■ STATED GOAL 1: In the post about upgrading Grex to OpenBSD 3.8, copy the text from "We have completed" up to and including "preferably more often.".
■ STATED GOAL 2:
Answer these questions about the post on upgrading Grex:
(a) Which OpenBSD version was Grex running before the upgrade?
(b) At minimum, how often does a full upgrade have to happen to keep the system secure?
(c) Which partition was lost?

■ PASSAGE:
No Next Item No Next Conference Can't Favor Can't Forget Item List Conference Home Entrance    Help
View Responses


Grex Helpers Item 145: Upgrading Grex to 3.8 - a postmortem
Entered by janc on Sat Nov 19 20:05:05 UTC 2005:

We have completed an upgrade from OpenBSD 3.5 to OpenBSD 3.8.

Doing upgrades periodically is a necessary fact of life.  Security fixes cease
to be available for older releases, so keeping them secure against newly
discovered exploits requires a full upgrade at least every year and a half,
preferably more often.

In this instance, we were also hoping that an upgrade might help with Grex's
problem with crashing about once a day.  STeve believes that a weakness in
the 3.5 ethernet driver that has been fixed in 3.8 might have been the cause
of some of our crashs.

However, we've already had two crashs on the new version of the OS, so this
is clearly not the whole story.  I did some investigating of the specific
cause of one of those crashs and determined that there was a value that had
been written to memory by the CPU, that differed in one bit when it was read
back.  This is a clear hardware error.  It could be a bad memory (though a
memory test we ran before the upgrade did not turn it up) or a defect in teh
mother board.  We will be starting a program of tests to identify the exact
problem in a few days.  I'm confident that we will be able to fix this.  But
it's a bit of a disappointment that the problem was not solved by the OS
upgrade.

The biggest screw-up, of course, was the loss of the /var/mail partition. 
The /var partition was backed up, and everyone thought /var/mail was included
in that backup file, but in fact, /var/mail was not mounted when the backup
was made.  The mirror scripts are not smart enough not to mirror unmounted
file systems, and they were not shut down before starting work, so that copy
was lost too.  This wasn't noticed until after the disks had been reformatted.

■ DATA SECTION:
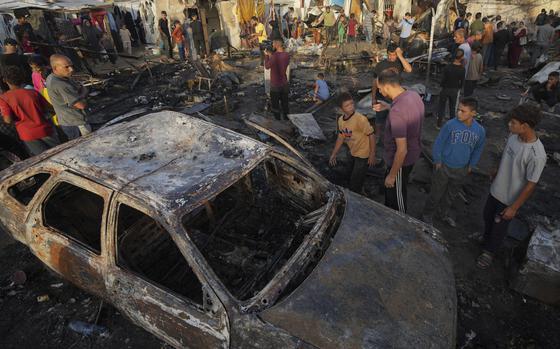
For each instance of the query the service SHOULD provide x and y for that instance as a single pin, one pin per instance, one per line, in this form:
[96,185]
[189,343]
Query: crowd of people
[495,35]
[187,36]
[399,115]
[47,106]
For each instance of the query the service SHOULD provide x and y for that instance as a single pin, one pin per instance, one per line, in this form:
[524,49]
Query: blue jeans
[181,49]
[73,132]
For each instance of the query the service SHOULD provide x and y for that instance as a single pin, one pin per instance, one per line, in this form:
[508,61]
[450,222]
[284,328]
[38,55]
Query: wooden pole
[431,47]
[204,29]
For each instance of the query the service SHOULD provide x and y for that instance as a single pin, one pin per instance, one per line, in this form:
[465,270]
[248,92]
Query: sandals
[484,260]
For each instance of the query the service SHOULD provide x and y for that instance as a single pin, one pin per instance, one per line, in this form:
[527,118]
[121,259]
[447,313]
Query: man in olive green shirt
[477,26]
[329,23]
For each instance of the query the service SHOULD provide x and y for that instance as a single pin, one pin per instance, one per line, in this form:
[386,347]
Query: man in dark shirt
[402,140]
[198,35]
[165,35]
[501,39]
[278,62]
[395,61]
[23,27]
[541,18]
[451,82]
[12,58]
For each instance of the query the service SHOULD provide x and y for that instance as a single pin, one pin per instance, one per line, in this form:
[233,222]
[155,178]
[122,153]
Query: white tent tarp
[68,5]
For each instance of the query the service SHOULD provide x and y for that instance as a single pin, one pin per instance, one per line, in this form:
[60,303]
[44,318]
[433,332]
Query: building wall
[512,10]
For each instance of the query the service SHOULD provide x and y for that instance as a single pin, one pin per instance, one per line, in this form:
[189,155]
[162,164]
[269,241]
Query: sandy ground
[490,314]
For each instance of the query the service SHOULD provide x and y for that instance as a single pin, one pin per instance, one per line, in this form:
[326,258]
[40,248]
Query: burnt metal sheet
[307,126]
[383,283]
[167,158]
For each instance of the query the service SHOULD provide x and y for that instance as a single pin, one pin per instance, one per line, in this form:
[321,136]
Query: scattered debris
[307,126]
[43,298]
[87,329]
[539,276]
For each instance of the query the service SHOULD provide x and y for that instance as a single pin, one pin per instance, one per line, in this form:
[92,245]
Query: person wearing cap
[68,97]
[22,28]
[11,57]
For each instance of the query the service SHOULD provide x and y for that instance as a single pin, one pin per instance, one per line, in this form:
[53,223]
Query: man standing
[26,109]
[477,26]
[406,28]
[541,18]
[278,62]
[355,130]
[369,18]
[68,98]
[165,34]
[395,61]
[521,166]
[459,37]
[12,58]
[545,37]
[328,22]
[487,42]
[467,22]
[402,141]
[501,39]
[198,35]
[22,28]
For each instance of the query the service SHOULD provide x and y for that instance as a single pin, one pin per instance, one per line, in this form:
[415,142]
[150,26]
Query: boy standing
[451,82]
[456,151]
[126,39]
[321,90]
[26,108]
[352,24]
[521,166]
[474,70]
[406,28]
[355,130]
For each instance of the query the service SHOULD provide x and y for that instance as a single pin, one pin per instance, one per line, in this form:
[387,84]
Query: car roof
[170,160]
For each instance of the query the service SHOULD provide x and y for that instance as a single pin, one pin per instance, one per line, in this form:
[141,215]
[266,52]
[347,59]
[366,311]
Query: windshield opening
[250,230]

■ FULL OUTPUT 1:
We have completed an upgrade from OpenBSD 3.5 to OpenBSD 3.8.

Doing upgrades periodically is a necessary fact of life.  Security fixes cease
to be available for older releases, so keeping them secure against newly
discovered exploits requires a full upgrade at least every year and a half,
preferably more often.

■ FULL OUTPUT 2:
(a) OpenBSD 3.5
(b) At least every year and a half
(c) /var/mail